» What the task asks:
Gather every line of the listing below that contains the word "wearing", and reproduce each such line in full.

» Exercise material:
_ _ _ _ _

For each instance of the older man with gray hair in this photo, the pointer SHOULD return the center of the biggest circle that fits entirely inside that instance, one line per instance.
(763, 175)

_ _ _ _ _

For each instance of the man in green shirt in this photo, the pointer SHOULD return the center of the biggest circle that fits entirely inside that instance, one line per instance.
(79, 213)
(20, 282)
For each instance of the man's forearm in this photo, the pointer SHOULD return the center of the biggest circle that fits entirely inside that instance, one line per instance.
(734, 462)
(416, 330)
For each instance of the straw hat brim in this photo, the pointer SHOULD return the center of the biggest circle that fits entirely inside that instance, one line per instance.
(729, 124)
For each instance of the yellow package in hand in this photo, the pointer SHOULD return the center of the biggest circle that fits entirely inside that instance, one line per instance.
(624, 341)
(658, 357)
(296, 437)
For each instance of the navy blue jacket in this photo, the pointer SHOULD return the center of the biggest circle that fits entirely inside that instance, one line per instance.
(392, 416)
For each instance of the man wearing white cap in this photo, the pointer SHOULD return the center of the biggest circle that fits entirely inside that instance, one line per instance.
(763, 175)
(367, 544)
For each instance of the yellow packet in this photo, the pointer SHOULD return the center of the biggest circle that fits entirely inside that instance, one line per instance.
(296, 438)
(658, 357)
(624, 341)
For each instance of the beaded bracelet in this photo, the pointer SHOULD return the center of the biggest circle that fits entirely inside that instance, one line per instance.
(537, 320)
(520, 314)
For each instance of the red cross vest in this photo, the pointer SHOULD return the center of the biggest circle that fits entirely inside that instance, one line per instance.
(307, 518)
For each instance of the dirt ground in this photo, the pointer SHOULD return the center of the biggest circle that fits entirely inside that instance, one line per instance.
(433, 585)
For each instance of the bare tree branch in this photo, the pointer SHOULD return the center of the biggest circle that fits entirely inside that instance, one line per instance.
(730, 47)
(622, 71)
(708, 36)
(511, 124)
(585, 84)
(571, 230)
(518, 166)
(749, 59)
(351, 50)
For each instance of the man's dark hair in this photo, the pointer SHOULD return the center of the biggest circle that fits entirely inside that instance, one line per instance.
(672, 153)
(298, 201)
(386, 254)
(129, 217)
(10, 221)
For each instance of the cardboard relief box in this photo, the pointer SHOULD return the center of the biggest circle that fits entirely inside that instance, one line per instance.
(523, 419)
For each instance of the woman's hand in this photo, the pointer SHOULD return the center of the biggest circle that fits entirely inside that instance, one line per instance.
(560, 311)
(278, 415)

_ _ _ _ _

» Answer in full:
For each instance of the man wearing white cap in this photo, the pointer SHOULD return the center of the biggest circle that fits entirely inside that instance, one line per instance.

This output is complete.